Write out the records from the line containing "Reviewer note: verify one keypoint per instance of the red" through the last line of the records, both ends included, as a JSON list of strings with one string per line and blank lines left out.

▶ **Data provided**:
*****
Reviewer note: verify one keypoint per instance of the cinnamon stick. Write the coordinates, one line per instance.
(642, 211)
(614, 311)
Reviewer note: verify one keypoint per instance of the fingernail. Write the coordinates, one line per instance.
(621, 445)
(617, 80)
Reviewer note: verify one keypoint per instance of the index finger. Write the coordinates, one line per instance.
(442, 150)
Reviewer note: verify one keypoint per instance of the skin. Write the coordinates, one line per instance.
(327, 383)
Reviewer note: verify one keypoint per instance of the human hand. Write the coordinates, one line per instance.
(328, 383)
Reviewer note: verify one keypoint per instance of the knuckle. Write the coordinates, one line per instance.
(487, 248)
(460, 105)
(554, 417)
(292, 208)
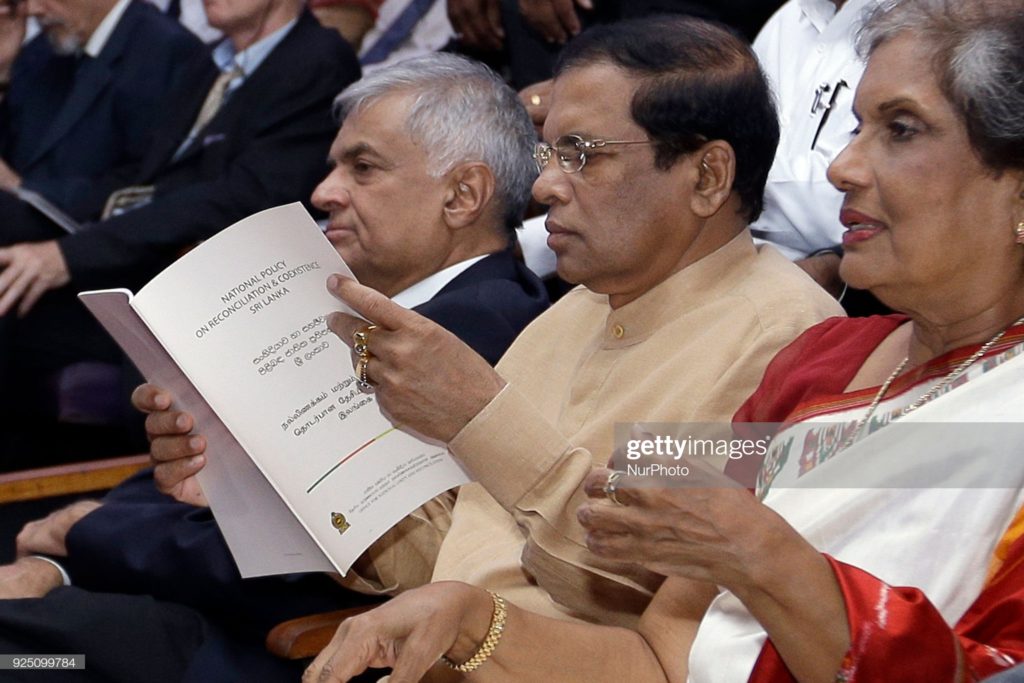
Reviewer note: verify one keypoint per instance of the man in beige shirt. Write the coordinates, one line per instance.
(677, 318)
(662, 134)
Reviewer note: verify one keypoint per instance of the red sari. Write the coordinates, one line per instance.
(895, 633)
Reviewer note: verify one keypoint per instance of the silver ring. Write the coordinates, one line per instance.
(611, 486)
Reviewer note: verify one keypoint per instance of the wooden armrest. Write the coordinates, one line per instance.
(67, 479)
(306, 636)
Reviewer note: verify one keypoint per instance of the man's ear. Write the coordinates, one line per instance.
(716, 170)
(469, 194)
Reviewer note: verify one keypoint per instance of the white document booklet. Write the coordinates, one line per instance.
(303, 472)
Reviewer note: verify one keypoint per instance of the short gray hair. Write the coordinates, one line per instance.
(462, 112)
(979, 61)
*****
▶ **Response to the exercise**:
[
  "Reviewer note: verify one keypoint per instance of the red sari. Write the coordinates, one line per instance.",
  "(895, 633)",
  "Reviewer note: verify one keypoint per instance of the silver ring. Write the coordinates, one line per instance.",
  "(611, 486)",
  "Reviewer note: verify one keypoint per instance of the wooden armrest. Write the coordinates, one line per instance.",
  "(67, 479)",
  "(306, 636)",
  "Reviewer note: verify one keypoint per instance of the man's ear. Write the coordinates, one line per instance.",
  "(716, 170)",
  "(469, 194)",
  "Reviewer note: verify one keypoint per instance of the white document booklet. Write the coordinates, one line per instance.",
  "(303, 472)",
  "Reviewer note: verify one keypoint per instance of the short gray hair. Write the coordinates, one line per instance.",
  "(462, 112)",
  "(979, 61)"
]